═══ RECORDS SHOWN

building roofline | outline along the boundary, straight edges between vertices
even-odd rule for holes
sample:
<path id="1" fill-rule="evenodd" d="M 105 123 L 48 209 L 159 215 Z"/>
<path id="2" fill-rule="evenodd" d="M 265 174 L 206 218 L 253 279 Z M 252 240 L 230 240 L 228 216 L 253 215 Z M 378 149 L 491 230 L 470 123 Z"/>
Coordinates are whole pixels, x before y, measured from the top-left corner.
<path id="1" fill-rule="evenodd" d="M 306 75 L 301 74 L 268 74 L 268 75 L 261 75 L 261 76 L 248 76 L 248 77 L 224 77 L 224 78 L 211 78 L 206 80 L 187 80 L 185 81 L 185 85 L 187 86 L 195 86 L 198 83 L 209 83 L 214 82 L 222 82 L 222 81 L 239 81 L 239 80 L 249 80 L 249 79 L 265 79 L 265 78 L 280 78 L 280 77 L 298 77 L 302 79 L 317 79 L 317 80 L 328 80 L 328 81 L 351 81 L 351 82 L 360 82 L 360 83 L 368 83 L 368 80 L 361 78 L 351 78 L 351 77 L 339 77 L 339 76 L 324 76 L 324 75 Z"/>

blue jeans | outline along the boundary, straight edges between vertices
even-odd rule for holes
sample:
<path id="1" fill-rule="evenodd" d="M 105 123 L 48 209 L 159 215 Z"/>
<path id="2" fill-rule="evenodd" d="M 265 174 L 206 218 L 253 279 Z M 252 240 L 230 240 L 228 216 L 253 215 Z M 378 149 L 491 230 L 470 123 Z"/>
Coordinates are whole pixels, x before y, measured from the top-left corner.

══════

**WHAT IS NEEDED:** Please write out the rows above word for word, from the first row of the records through the row containing "306 75 L 301", inclusive.

**THE RESULT:**
building roofline | outline along the boundary, straight edges between vertices
even-odd rule for holes
sample:
<path id="1" fill-rule="evenodd" d="M 105 123 L 48 209 L 159 215 Z"/>
<path id="2" fill-rule="evenodd" d="M 265 174 L 206 218 L 253 279 Z M 252 240 L 230 240 L 228 216 L 253 215 Z M 378 149 L 491 230 L 470 123 Z"/>
Coordinates are whole pixels, x before y, measured from the top-left corner.
<path id="1" fill-rule="evenodd" d="M 306 75 L 301 74 L 268 74 L 268 75 L 261 75 L 261 76 L 248 76 L 248 77 L 224 77 L 224 78 L 211 78 L 206 80 L 187 80 L 185 81 L 185 85 L 187 86 L 195 86 L 198 83 L 209 83 L 214 82 L 222 82 L 222 81 L 239 81 L 239 80 L 249 80 L 249 79 L 265 79 L 265 78 L 280 78 L 280 77 L 298 77 L 302 79 L 317 79 L 317 80 L 328 80 L 328 81 L 351 81 L 351 82 L 360 82 L 360 83 L 368 83 L 368 80 L 361 78 L 351 78 L 351 77 L 339 77 L 339 76 L 324 76 L 324 75 Z"/>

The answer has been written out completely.